Filter the entries for the word "stem". Copy each line in which it occurs.

*Extracted material*.
"""
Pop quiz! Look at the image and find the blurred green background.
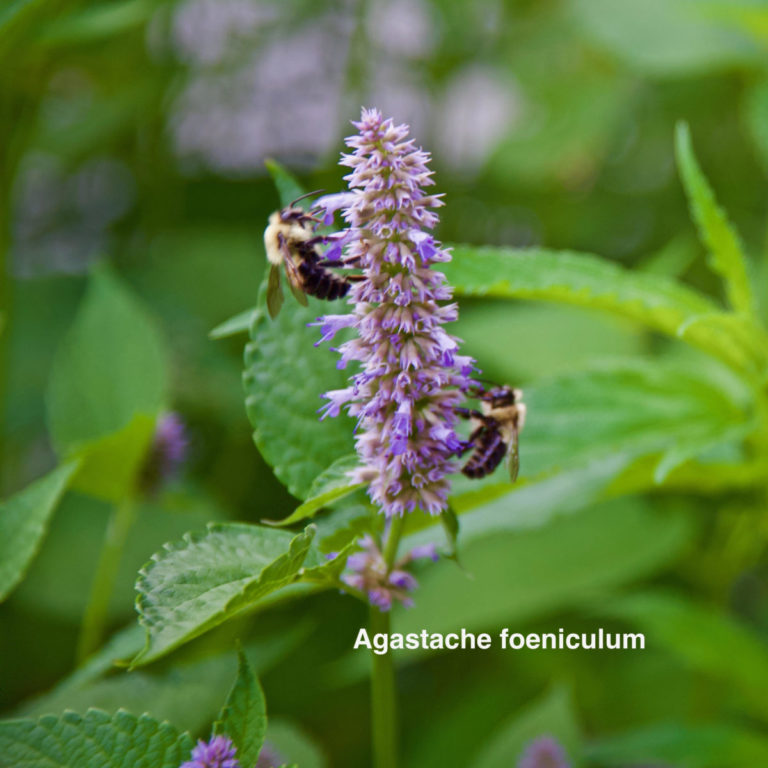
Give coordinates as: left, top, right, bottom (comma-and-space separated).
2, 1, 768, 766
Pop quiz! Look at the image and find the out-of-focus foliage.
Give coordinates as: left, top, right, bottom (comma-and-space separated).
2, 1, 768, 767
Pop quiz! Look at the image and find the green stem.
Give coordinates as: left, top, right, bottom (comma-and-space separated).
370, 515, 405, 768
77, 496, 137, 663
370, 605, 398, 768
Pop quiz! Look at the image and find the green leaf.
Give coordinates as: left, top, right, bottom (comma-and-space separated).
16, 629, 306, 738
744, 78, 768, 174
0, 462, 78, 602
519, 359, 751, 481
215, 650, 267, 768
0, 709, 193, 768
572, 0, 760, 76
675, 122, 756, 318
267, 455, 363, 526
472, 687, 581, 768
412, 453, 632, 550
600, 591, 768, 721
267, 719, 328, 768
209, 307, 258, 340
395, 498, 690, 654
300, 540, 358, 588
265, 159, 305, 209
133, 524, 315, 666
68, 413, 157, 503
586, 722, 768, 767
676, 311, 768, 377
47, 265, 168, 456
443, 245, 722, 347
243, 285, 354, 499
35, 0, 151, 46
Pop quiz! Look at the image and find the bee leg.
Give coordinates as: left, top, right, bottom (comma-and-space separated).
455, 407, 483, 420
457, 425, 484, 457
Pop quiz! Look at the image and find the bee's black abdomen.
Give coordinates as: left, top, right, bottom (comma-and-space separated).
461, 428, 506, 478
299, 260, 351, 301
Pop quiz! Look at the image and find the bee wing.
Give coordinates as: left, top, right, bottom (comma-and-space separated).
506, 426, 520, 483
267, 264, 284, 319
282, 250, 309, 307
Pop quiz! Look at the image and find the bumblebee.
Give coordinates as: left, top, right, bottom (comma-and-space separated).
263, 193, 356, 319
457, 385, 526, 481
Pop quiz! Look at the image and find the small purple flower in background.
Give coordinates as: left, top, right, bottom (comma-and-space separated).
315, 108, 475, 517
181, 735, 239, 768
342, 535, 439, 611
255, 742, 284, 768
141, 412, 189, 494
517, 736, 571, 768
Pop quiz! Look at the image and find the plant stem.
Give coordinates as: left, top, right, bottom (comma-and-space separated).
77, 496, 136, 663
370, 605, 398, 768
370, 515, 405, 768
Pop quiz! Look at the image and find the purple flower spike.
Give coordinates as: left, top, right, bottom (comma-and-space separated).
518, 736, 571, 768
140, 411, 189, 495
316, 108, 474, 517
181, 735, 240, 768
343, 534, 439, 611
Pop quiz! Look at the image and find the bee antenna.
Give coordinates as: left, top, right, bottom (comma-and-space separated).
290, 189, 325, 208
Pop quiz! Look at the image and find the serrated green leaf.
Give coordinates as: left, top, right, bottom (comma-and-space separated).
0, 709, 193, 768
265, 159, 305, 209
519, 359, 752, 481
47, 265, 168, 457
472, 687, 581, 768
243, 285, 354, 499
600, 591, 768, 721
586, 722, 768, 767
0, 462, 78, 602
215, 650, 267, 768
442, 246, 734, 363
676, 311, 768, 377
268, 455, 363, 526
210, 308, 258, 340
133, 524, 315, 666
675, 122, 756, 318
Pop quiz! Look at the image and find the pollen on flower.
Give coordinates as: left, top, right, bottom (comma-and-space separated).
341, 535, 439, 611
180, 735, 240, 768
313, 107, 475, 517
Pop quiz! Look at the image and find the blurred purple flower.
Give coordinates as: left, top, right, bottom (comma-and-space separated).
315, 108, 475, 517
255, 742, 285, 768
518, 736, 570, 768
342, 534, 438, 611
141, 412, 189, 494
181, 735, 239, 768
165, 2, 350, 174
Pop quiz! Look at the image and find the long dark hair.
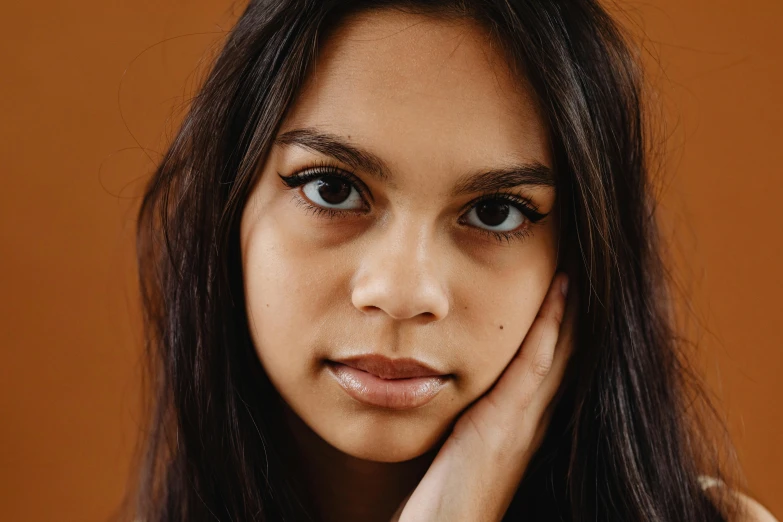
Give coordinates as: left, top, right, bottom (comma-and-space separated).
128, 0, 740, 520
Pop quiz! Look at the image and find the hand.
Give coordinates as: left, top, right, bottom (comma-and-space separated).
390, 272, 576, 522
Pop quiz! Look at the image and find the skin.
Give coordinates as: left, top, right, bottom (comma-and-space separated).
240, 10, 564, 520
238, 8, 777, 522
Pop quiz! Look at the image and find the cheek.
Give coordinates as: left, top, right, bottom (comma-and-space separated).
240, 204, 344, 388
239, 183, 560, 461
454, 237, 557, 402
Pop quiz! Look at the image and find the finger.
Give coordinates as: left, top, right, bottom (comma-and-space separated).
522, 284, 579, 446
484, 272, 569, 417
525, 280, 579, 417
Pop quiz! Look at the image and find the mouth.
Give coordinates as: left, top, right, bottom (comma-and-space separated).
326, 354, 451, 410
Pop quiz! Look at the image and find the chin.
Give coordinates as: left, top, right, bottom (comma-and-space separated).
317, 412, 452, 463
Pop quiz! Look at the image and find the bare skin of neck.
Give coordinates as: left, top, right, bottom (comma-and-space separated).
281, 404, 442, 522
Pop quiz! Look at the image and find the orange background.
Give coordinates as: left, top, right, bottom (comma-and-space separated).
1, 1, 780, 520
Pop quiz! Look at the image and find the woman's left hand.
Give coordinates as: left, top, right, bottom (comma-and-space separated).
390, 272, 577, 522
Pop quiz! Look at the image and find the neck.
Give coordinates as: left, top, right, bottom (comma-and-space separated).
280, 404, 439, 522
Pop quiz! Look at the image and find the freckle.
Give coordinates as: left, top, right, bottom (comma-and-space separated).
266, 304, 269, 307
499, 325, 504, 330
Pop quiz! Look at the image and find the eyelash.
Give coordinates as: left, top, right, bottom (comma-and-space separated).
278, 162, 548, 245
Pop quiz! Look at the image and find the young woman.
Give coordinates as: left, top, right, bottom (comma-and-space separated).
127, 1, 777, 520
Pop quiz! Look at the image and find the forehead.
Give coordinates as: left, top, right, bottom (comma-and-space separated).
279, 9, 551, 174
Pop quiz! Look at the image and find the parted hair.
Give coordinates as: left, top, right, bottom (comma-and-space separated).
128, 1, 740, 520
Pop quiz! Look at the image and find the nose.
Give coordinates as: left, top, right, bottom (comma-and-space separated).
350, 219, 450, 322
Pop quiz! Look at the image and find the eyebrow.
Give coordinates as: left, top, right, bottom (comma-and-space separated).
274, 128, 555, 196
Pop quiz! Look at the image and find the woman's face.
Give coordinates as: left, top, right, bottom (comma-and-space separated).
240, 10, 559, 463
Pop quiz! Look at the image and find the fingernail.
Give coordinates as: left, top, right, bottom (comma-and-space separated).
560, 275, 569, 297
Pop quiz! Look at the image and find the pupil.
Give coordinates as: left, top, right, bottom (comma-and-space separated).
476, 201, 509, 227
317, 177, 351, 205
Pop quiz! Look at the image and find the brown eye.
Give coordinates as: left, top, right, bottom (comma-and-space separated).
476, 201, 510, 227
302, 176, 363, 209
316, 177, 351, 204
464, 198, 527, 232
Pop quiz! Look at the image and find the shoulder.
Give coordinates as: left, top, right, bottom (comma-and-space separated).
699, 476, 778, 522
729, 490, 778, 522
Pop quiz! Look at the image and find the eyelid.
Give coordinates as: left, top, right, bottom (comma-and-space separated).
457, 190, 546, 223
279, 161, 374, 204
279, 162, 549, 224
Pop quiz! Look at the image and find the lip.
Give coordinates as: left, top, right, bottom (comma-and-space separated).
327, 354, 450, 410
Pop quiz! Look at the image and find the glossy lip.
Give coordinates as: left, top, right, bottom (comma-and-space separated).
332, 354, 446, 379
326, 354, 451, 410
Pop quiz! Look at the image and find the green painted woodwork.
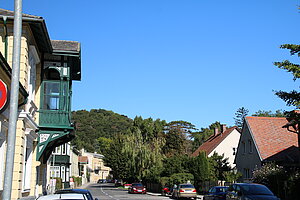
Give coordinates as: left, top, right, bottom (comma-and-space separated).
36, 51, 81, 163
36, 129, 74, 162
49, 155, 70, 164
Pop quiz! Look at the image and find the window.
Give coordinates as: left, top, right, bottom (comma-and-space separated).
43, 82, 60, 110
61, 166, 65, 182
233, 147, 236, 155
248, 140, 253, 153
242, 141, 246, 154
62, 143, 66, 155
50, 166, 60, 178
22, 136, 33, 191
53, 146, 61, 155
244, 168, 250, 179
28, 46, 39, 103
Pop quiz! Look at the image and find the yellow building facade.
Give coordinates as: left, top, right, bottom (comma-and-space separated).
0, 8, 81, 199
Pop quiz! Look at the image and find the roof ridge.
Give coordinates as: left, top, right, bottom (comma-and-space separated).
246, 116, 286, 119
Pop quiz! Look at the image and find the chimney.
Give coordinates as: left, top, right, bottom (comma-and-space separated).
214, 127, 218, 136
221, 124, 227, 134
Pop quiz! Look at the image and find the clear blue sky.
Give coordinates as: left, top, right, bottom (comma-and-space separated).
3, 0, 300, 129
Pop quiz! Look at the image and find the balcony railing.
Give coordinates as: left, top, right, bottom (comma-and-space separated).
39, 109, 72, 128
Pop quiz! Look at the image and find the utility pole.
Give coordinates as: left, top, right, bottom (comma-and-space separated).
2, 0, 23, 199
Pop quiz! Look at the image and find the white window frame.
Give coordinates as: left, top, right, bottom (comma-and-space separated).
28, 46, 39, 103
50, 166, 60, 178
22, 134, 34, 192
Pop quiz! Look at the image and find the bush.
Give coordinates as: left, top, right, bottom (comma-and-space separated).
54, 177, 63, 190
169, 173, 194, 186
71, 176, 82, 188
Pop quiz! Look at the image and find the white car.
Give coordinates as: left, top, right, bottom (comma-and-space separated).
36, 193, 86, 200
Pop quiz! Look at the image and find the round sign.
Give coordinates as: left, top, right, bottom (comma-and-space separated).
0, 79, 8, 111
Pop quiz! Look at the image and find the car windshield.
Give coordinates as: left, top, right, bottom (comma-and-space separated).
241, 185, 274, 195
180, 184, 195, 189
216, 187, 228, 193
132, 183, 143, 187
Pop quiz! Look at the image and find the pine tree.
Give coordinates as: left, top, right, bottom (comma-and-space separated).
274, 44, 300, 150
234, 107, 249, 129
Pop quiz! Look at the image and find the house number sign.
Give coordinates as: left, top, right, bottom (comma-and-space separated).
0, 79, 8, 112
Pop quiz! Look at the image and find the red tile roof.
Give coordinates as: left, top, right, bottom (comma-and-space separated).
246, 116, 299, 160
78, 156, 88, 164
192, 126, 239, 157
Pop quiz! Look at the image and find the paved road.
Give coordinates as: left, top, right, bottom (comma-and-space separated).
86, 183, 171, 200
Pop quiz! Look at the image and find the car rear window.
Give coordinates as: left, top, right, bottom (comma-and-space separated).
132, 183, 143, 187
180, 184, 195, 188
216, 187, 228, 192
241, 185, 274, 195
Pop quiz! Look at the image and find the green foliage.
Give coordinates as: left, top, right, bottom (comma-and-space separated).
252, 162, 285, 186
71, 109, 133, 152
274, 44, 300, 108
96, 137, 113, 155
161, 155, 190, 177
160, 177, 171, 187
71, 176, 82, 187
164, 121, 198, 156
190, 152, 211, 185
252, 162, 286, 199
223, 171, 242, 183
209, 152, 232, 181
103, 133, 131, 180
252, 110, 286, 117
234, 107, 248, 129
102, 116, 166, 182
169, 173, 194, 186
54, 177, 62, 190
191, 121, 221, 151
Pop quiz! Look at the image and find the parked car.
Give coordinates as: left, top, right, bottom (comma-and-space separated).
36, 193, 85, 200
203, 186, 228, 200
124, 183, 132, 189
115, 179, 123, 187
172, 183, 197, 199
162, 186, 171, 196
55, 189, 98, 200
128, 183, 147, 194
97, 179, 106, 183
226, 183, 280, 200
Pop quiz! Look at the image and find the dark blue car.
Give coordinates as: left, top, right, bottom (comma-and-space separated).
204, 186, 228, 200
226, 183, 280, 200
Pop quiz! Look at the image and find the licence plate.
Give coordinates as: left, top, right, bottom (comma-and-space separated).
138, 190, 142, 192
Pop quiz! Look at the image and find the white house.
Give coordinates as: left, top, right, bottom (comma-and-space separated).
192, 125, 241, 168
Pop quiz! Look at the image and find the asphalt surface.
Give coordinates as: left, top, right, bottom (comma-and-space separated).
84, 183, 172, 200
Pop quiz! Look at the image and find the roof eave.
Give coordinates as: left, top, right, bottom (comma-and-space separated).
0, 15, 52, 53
"""
*Answer below*.
Pop quiz! Look at the image and find the green stem.
Pop quiz! Look at the image and find the plant stem.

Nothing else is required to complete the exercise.